╔══

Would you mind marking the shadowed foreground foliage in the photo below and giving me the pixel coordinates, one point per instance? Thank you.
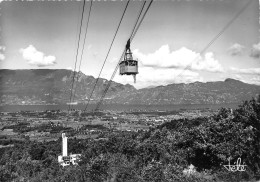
(161, 154)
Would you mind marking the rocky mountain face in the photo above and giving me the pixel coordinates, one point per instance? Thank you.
(48, 86)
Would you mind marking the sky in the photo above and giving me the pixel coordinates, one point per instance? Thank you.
(173, 35)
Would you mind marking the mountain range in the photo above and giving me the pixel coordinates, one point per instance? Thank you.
(53, 86)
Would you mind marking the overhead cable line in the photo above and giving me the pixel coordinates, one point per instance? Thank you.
(82, 51)
(132, 35)
(106, 56)
(75, 65)
(216, 37)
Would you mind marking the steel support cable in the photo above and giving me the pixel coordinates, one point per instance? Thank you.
(132, 32)
(75, 65)
(67, 89)
(216, 37)
(114, 73)
(106, 56)
(82, 51)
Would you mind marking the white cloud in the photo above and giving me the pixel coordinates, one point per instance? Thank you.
(236, 49)
(35, 57)
(246, 71)
(163, 58)
(159, 76)
(2, 57)
(2, 48)
(69, 68)
(255, 52)
(89, 46)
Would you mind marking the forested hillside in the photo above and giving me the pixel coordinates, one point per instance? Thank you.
(160, 154)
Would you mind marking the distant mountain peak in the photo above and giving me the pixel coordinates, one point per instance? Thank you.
(232, 80)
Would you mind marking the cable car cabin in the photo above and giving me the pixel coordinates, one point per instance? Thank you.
(128, 66)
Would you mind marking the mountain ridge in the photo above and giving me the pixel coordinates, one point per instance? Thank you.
(53, 86)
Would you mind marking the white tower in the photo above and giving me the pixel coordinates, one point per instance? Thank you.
(64, 145)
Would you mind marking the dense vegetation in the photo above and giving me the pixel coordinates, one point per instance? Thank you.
(160, 154)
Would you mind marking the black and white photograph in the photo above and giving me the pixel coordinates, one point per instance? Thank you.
(129, 90)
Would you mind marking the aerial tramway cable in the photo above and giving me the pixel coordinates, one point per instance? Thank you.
(134, 31)
(82, 51)
(216, 37)
(188, 66)
(74, 72)
(106, 56)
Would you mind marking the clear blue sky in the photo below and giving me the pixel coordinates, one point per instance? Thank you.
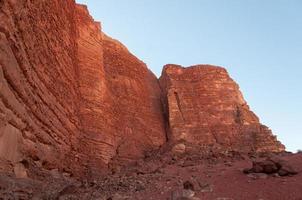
(258, 41)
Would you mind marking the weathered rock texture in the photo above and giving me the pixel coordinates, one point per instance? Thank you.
(61, 101)
(73, 99)
(205, 107)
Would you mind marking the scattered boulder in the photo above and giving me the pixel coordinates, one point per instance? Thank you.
(272, 165)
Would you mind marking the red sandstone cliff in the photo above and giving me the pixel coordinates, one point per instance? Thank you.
(74, 99)
(205, 107)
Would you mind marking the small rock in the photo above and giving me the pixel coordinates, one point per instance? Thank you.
(20, 171)
(179, 148)
(188, 185)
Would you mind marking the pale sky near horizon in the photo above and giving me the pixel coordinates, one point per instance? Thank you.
(259, 42)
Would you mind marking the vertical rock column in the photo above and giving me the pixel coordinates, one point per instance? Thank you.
(206, 108)
(96, 141)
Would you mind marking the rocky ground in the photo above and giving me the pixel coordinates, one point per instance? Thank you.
(168, 178)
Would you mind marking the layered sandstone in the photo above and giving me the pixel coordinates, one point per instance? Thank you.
(63, 103)
(74, 99)
(205, 107)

╚══

AIM> Quote every line from the line containing "Would you mind marking the small" through the closing line of the listing, including both.

EXERCISE OUTPUT>
Would you mind marking the small rock in the photo above and giving me the pixel coordinates, one point per instance? Thank you.
(20, 171)
(179, 148)
(188, 185)
Would you mind marking the pale sky near horizon in the photo above and giving me the pixel coordinates, one point per instance? Thank you.
(259, 42)
Would you mind marking the vertical rock column in the photo above and giving me the pixel coordinates, one point per instance? Thank you.
(206, 108)
(96, 141)
Would you mind marking the rocky ground in the photo above and giving me the pixel coordinates, one point per instance? Thank you.
(168, 178)
Would you mind marking the layered sandstone in the photo above and giving me the pixel coordinates, one point per instance? Thank you.
(63, 103)
(74, 99)
(205, 107)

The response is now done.